TRECHO DO DOCUMENTO =
Como Manolo conheceu Drummond

LUCAS FERRAZ

RESUMO

Poeta e tradutor, Manuel Graña Etcheverry foi genro de Drummond, tendo feito de sua casa em Buenos Aires uma segunda e festiva "embaixada" brasileira. Deputado na Argentina de Perón, é autor da lei que instituiu o voto feminino. Aos 96, mantém o bom humor, a veia boêmia e tem livro de poemas lançado no Brasil.

Carlos Drummond de Andrade recebeu por carta, datada de Buenos Aires, 24 de setembro de 1949, uma apresentação do futuro genro, o advogado e poeta argentino Manuel Graña Etcheverry, então com 33 anos.

Conhecido como Manolo, o argentino narrou suas boas intenções para com a filha do poeta, Maria Julieta, mas, em vez de destacar suas virtudes, optou por reclamar da falta de dinheiro e descreveu todos os seus defeitos. "Não disse as qualidades porque não as teria", explicou depois.

O casal havia se conhecido na Embaixada da Argentina, no Rio, então capital federal, numa recepção organizada por Ivete Vargas, sobrinha-neta de Getúlio.

DADOS DISPONÍVEIS =
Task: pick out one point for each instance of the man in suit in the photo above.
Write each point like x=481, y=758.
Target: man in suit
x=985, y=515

EXERCÍCIOS =
1/ Segundo o texto sobre como Manolo conheceu Drummond, em que data foi escrita a carta em que Drummond recebeu a apresentação do futuro genro?
2/ Dê sequência ao texto sobre como Manolo conheceu Drummond, partindo da última frase.

RESPOSTAS =
1/ 24 de setembro de 1949.

2/
Maria Julieta representava o pai na festa e Manolo foi como convidado do amigo e deputado argentino William Cooke, um dos líderes históricos do peronismo. "Ivete era uma gordinha chata e muita feia", conta Manolo. "Mas Cooke, gozador que era, me chamou dizendo que eu poderia gostar da moça."

AMIGO

Uma semana depois, Drummond respondeu, chamando-o de "amigo". O poeta afirmou que ele e a mulher leram a carta, que "teve para nós o mérito de um cordial primeiro contato, feito de uma maneira tão pouco convencional, tão espontâneo, que nos causou uma grata impressão".

O pai resistiu -Maria Julieta era filha única, tinha 21 anos e acabara de conhecer o pretendente. Drummond só concordaria com o casamento, realizado 13 dias depois da recepção diplomática, ao ser confrontado por um de seus próprios versos, citado pela filha: "Depressa, que o amor não pode esperar!".

Treze anos mais novo que o sogro, Manolo mudou a rotina regrada da família. "Carlos acabou adotando o uísque das sete, um dos hábitos do papai", diz Luís Maurício Graña Drummond, 58, o segundo dos três filhos de Manolo e Maria Julieta. "Ele também se encantou com os frios típicos da 'friambrería' argentina."

O argentino, por sua vez, admirava costumes que Drummond cultivava desde os tempos em Minas, como o almoço servido antes do meio-dia, sempre com ovo frito, angu e um copo de leite.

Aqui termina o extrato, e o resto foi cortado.